Task brief.
In the records below, find the line containing "just looking for the industrial". Restate it and all the lines after it exactly, and omit the rest.

##### Provided information

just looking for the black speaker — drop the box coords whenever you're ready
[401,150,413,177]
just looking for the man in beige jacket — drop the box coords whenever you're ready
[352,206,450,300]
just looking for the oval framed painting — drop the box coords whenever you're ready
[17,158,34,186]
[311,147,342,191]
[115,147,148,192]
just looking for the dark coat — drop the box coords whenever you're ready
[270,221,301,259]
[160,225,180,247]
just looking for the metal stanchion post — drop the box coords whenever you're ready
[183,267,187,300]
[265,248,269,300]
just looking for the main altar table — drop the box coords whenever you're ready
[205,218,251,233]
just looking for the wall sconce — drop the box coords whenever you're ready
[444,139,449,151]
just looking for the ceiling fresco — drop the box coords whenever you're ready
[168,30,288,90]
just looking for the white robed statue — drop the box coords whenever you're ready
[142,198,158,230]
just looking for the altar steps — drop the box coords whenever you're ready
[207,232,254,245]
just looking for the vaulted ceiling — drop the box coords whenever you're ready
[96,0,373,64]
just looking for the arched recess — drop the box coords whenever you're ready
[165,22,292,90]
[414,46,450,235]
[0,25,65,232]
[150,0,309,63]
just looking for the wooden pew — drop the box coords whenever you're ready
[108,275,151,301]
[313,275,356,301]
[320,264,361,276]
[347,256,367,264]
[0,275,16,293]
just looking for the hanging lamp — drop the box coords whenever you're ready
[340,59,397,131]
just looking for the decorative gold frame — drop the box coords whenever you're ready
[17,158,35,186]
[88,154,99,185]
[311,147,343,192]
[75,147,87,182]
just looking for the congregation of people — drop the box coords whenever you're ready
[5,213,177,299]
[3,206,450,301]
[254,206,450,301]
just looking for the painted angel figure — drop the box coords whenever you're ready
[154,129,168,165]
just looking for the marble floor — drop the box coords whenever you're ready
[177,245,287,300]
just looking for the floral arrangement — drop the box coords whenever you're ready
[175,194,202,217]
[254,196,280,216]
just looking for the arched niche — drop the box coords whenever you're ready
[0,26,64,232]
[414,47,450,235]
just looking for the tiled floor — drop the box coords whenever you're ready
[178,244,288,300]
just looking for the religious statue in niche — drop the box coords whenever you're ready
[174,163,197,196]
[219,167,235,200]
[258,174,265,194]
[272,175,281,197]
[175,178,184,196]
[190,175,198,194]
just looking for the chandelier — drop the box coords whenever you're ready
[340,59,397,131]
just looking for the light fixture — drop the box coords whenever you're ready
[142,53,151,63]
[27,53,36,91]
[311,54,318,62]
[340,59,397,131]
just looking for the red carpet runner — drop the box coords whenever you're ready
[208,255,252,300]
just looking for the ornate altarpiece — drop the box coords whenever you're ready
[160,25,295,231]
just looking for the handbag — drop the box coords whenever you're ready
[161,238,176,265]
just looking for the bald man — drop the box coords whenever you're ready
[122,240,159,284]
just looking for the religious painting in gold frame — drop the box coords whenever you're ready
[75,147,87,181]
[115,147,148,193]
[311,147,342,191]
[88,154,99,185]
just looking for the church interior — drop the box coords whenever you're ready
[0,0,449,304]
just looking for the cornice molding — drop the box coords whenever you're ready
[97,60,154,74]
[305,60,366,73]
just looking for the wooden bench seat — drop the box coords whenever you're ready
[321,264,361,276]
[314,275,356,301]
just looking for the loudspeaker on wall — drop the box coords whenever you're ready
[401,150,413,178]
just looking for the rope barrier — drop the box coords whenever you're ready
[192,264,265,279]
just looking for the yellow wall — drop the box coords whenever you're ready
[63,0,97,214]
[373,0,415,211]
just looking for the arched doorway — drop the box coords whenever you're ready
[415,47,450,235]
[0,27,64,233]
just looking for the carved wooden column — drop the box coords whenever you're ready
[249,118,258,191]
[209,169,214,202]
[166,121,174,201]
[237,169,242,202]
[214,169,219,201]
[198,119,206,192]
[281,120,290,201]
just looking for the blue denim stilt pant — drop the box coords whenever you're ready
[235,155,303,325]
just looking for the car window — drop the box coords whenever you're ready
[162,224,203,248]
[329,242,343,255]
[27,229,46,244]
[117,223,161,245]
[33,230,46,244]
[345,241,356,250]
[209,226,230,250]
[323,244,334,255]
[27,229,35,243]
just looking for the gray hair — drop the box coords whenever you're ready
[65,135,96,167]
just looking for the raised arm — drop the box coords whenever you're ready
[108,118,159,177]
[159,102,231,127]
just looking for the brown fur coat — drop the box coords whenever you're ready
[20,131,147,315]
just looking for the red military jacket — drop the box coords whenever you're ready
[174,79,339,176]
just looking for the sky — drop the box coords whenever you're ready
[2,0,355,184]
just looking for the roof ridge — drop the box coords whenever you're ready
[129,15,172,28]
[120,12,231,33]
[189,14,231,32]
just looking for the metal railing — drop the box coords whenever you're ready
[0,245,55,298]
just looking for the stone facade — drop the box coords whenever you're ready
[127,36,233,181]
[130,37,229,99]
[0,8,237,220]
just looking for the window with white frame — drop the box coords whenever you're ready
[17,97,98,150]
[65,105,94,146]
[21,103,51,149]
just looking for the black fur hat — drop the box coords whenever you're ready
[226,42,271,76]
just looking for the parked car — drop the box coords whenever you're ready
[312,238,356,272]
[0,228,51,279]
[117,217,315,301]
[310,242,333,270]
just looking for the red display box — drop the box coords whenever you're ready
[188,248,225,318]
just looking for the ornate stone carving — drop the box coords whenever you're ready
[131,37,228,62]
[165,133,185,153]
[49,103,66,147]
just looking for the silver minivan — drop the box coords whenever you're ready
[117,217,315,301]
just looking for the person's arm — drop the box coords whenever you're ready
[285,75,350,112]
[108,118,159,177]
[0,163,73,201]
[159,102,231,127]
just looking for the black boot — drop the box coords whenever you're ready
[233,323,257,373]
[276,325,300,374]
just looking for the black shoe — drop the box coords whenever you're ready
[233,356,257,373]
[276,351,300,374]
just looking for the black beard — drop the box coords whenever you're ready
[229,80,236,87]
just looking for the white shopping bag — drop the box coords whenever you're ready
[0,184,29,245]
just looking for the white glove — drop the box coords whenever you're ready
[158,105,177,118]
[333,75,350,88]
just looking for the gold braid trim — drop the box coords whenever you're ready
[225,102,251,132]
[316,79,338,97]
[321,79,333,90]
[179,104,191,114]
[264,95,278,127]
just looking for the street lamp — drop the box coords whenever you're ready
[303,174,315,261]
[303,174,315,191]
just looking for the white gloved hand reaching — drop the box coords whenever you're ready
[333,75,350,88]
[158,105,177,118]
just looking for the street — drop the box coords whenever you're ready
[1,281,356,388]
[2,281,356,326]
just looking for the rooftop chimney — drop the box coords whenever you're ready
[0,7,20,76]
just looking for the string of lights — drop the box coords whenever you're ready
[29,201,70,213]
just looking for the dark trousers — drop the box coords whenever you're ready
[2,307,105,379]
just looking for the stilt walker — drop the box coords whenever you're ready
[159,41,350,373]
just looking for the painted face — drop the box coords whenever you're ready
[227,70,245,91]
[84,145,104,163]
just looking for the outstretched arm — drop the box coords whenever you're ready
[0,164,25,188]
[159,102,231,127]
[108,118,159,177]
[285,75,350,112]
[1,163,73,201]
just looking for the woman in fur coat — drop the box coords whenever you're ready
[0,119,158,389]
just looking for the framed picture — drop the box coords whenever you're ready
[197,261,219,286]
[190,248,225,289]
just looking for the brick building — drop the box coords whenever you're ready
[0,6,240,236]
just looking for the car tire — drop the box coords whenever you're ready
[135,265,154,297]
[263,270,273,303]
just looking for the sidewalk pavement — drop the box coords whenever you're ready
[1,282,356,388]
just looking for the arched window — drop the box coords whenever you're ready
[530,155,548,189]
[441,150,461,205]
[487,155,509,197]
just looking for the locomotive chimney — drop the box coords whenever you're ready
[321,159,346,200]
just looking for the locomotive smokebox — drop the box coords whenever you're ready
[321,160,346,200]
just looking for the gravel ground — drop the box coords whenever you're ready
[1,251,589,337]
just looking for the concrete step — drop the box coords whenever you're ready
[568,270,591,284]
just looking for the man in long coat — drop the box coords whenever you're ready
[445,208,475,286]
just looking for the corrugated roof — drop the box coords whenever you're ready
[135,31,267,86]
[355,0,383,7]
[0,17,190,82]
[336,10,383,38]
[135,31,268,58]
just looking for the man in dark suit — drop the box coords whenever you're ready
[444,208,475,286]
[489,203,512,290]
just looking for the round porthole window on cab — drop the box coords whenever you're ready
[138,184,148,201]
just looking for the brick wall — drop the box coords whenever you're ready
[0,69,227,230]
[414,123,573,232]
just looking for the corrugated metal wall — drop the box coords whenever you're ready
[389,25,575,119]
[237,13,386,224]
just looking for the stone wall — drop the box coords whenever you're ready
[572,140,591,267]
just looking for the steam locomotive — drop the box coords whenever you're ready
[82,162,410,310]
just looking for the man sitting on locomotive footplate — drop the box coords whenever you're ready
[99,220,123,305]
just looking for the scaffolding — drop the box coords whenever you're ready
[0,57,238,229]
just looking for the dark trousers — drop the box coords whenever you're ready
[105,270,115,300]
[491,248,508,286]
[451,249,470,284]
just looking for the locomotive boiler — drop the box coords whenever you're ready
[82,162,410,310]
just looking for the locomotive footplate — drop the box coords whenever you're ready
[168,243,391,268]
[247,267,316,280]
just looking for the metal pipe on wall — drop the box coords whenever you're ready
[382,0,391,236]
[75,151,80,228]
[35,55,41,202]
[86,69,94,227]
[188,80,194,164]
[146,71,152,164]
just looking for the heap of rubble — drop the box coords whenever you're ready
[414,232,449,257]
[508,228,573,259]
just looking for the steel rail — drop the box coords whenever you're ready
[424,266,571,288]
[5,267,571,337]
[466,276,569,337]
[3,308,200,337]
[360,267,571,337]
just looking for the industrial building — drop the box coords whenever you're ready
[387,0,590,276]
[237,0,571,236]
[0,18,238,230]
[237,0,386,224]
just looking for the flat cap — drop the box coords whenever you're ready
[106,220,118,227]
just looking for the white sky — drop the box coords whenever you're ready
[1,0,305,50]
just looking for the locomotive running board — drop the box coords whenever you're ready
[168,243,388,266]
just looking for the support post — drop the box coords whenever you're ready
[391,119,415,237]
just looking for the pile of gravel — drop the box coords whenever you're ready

##########

Answer to this problem.
just looking for the industrial building — drop the box coords whenever you're ready
[387,0,590,276]
[237,0,571,236]
[0,18,238,230]
[237,0,386,224]
just looking for the flat cap — drop the box coords whenever you're ready
[106,220,118,227]
just looking for the white sky — drop the box coords whenever you're ready
[1,0,305,50]
just looking for the locomotive running board — drop the box coords whenever you're ready
[168,243,388,266]
just looking for the support post — drop the box coords whenever you're ready
[391,119,415,237]
just looking for the pile of gravel — drop the box coords whenever you're ready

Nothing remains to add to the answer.